__PROBLEM REQUIREMENTS__:
Count the lines in the items below that contain the string "planter", matching case exactly, and give only that number.
[START]
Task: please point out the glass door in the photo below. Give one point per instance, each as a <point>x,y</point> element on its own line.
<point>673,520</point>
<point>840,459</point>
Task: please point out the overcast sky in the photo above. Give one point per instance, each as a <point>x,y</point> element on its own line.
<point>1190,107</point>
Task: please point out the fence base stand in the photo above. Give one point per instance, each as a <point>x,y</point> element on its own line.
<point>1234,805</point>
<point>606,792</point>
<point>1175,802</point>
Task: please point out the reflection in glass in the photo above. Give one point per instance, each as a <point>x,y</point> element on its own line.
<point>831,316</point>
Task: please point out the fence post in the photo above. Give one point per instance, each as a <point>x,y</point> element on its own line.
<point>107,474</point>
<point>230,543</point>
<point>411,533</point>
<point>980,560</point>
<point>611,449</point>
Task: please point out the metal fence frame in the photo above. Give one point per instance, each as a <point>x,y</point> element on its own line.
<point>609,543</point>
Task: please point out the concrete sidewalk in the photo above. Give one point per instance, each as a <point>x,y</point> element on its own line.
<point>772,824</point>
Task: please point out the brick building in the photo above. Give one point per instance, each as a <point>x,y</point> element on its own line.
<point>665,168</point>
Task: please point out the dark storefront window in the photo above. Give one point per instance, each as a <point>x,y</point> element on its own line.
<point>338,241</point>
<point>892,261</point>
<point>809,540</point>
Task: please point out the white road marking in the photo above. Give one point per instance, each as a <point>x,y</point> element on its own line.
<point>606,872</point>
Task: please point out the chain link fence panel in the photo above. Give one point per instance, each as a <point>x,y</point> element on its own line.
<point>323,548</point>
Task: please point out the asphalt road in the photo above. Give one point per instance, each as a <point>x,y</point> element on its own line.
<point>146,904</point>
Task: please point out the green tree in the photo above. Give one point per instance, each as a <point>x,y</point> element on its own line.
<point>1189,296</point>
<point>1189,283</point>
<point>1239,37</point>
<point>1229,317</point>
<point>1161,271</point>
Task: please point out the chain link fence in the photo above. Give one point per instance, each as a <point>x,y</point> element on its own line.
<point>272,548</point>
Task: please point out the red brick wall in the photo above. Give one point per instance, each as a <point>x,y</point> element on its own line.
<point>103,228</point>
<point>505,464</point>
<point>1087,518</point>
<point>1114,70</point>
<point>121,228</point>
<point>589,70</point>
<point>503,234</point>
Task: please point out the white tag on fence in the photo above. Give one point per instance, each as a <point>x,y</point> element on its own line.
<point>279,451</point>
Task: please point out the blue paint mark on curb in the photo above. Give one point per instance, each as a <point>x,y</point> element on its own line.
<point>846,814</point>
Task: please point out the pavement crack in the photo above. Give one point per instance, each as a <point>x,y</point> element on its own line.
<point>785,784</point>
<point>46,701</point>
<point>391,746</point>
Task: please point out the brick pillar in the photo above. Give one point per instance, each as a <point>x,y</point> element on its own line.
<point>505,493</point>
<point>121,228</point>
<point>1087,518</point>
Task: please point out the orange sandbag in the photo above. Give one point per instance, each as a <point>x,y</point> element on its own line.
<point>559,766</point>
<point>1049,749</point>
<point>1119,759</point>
[END]
[START]
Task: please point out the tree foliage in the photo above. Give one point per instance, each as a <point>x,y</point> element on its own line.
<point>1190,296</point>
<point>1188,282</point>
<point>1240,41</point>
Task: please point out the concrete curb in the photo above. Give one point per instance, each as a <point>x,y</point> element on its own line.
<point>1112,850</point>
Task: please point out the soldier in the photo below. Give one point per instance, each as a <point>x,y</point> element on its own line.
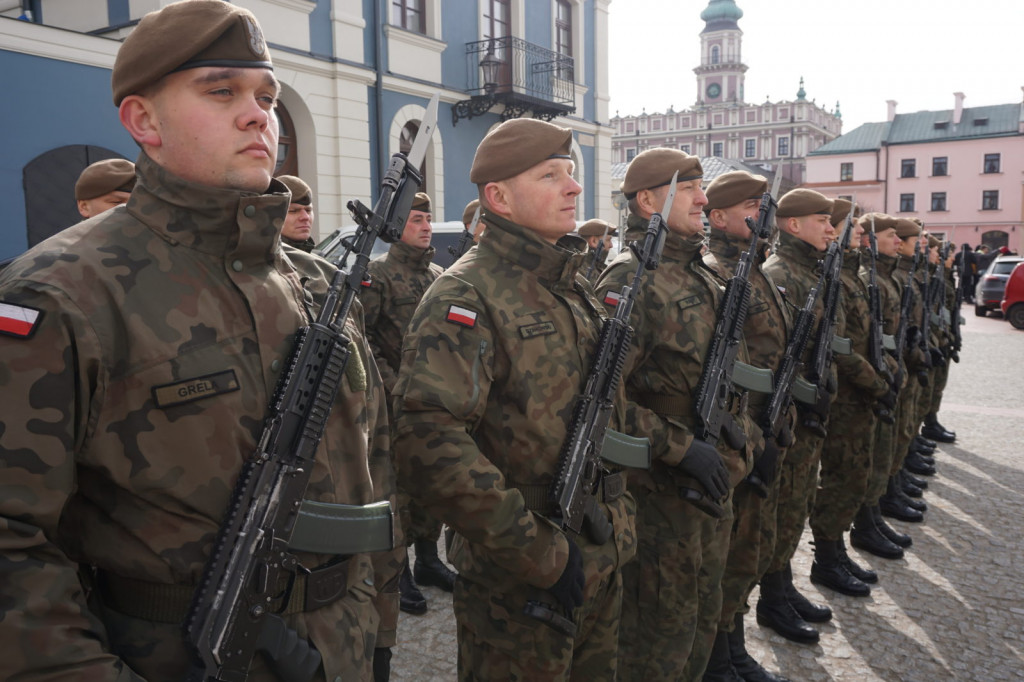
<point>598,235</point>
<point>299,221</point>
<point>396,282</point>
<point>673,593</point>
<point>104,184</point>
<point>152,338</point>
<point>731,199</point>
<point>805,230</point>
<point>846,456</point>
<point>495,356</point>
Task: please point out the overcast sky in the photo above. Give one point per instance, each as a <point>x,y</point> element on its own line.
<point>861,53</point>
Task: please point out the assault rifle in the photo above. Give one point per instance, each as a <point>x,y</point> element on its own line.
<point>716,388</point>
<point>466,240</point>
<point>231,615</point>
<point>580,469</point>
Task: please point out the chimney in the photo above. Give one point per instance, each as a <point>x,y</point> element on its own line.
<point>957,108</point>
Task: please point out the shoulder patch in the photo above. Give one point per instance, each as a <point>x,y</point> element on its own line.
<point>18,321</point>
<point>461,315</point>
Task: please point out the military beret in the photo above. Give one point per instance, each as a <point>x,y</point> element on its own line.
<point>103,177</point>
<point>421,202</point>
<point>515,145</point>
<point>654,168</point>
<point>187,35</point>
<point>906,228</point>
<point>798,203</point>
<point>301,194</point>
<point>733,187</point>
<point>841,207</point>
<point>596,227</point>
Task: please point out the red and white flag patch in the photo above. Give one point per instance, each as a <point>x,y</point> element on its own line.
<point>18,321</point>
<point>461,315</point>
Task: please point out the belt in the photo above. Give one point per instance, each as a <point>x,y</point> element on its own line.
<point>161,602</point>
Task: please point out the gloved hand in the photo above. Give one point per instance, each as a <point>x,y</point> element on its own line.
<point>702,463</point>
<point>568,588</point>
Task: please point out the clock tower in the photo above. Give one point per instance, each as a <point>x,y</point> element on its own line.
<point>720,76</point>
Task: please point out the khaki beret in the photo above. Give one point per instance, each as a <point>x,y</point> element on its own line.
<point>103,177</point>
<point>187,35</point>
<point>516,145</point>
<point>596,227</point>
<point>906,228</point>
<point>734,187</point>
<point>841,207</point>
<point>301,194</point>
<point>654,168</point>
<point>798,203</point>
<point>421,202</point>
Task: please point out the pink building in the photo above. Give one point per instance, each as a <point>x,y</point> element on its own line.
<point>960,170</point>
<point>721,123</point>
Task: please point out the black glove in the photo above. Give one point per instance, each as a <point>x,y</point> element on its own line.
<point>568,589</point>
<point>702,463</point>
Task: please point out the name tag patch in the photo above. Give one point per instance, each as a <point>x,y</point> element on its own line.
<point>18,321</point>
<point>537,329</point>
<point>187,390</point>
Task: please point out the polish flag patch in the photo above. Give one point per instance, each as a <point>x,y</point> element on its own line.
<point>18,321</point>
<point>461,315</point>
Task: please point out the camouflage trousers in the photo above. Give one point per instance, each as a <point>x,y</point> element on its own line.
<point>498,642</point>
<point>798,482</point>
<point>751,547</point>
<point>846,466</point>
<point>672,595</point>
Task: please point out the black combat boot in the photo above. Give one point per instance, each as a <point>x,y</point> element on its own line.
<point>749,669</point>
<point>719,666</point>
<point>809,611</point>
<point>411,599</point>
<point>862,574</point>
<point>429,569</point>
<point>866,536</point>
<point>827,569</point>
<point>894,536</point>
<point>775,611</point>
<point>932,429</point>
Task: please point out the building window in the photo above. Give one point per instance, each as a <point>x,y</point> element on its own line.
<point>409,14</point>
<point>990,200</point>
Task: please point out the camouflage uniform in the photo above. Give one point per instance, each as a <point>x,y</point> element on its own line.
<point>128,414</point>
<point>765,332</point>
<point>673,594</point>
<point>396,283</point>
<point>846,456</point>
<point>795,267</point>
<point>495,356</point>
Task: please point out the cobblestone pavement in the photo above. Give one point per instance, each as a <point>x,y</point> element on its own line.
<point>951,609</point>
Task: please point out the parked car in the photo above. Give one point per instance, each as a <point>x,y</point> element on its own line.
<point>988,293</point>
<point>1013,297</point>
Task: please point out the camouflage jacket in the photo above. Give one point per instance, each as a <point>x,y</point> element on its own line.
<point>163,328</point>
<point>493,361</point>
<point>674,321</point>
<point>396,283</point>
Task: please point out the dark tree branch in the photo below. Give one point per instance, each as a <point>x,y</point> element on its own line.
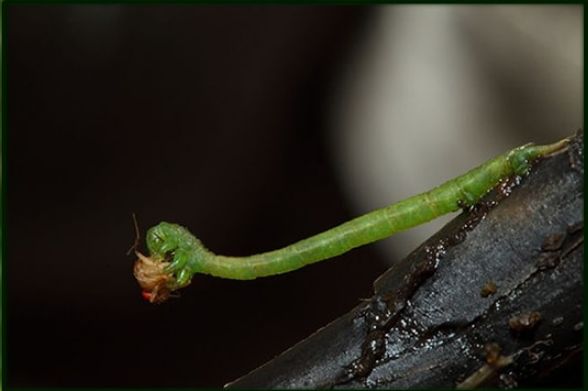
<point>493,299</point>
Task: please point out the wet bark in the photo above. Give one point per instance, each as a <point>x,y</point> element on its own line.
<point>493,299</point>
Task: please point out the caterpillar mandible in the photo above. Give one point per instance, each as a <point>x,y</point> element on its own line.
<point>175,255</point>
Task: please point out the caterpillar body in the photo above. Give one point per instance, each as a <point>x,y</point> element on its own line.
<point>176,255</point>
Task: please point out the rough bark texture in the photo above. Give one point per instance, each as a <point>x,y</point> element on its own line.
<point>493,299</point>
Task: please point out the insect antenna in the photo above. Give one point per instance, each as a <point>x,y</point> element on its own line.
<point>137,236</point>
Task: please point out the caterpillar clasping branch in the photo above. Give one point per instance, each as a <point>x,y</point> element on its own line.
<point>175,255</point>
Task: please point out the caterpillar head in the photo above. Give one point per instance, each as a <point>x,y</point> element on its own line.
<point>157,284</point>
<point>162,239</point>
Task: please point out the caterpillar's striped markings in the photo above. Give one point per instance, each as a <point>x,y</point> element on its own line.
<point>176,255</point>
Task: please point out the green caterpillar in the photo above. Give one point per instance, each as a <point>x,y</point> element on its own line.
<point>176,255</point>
[END]
[START]
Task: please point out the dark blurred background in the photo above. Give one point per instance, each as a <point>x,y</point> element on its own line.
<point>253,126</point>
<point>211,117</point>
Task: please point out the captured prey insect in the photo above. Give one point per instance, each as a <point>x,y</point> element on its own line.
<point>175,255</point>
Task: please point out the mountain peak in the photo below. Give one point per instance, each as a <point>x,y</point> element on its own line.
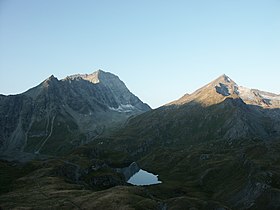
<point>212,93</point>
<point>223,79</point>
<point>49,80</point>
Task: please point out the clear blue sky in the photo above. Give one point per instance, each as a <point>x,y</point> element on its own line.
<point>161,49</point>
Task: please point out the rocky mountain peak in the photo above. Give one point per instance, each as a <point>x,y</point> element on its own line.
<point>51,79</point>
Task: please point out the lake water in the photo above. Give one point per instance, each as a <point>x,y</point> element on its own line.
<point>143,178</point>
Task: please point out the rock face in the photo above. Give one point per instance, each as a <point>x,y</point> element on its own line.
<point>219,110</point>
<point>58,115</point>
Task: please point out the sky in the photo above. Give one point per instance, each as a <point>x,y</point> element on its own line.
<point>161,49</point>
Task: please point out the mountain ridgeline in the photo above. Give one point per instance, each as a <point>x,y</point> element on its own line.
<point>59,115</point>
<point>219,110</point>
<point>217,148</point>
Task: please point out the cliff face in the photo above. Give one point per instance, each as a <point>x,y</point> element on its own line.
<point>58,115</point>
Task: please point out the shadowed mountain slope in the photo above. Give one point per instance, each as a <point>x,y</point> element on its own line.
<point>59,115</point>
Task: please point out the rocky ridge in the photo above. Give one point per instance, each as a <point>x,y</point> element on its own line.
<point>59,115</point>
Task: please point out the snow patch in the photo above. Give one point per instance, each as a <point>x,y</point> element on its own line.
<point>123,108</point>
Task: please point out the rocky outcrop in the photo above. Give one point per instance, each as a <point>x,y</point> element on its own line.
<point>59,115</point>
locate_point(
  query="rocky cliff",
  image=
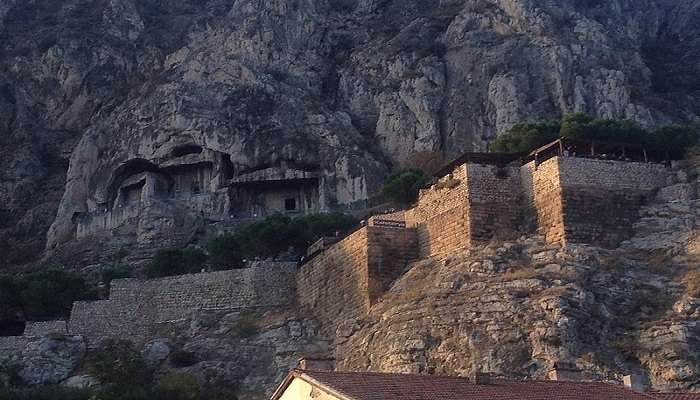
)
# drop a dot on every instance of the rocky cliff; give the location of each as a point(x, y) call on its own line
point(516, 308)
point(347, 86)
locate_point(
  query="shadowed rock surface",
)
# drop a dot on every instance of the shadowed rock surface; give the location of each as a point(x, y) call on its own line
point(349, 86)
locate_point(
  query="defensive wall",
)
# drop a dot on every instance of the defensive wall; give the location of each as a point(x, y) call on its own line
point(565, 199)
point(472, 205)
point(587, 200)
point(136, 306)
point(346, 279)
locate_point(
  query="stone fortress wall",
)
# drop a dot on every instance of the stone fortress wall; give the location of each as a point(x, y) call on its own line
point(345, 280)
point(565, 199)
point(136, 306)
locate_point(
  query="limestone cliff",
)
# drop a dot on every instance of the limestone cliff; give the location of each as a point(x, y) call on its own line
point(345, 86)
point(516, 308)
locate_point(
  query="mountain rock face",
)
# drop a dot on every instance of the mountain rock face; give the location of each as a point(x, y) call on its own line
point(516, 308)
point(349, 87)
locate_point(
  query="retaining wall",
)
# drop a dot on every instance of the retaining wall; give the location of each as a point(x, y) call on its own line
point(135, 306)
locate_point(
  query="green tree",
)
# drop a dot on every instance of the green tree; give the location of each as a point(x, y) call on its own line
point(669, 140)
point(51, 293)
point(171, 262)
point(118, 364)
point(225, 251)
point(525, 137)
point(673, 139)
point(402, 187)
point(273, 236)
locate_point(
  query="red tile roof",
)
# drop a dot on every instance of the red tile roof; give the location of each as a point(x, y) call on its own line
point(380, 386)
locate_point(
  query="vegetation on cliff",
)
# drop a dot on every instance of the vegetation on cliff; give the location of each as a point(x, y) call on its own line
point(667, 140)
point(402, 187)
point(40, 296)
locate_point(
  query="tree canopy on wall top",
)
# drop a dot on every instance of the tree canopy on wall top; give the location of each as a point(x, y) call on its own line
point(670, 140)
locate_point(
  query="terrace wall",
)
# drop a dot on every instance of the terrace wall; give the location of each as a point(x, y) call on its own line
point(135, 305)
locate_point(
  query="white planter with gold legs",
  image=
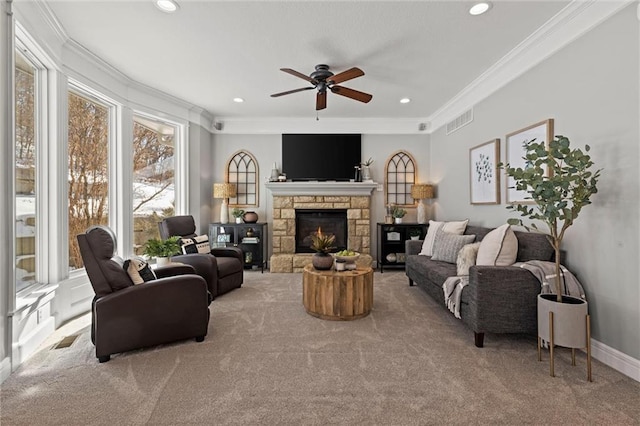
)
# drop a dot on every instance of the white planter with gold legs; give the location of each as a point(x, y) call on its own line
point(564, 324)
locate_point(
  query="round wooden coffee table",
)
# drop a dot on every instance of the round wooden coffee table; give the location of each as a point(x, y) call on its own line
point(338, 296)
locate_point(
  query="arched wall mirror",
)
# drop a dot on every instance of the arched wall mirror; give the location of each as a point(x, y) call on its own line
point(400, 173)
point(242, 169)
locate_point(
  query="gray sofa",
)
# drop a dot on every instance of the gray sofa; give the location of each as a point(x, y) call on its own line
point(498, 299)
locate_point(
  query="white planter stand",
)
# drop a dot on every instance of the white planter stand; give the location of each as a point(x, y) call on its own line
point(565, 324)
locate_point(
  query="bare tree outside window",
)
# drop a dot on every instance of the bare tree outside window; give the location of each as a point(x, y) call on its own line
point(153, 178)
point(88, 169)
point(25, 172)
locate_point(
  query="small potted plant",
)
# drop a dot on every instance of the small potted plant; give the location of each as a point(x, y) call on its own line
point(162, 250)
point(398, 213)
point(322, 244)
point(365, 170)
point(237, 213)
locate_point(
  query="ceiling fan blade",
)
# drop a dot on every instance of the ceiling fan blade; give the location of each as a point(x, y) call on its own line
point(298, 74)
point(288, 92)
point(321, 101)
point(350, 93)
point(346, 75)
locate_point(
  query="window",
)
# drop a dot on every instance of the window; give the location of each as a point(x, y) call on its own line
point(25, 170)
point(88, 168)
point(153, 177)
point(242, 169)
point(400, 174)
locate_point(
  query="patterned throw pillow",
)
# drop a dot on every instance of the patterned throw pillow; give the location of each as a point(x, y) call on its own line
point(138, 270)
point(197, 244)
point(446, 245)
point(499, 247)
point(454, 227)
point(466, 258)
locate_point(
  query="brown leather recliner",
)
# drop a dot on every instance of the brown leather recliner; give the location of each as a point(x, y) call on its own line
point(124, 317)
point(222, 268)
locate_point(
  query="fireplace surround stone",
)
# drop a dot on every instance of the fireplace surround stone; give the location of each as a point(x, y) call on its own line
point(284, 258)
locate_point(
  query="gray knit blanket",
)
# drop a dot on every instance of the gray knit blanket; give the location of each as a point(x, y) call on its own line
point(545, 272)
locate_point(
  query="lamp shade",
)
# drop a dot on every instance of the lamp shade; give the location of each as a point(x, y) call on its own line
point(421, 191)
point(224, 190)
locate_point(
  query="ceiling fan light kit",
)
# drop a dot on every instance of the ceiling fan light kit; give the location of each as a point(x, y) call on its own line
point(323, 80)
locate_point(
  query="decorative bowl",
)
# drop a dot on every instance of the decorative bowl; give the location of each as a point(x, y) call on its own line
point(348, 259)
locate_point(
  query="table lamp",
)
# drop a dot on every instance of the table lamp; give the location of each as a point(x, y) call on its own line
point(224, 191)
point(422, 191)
[END]
__RESULT FOR THIS EXERCISE__:
4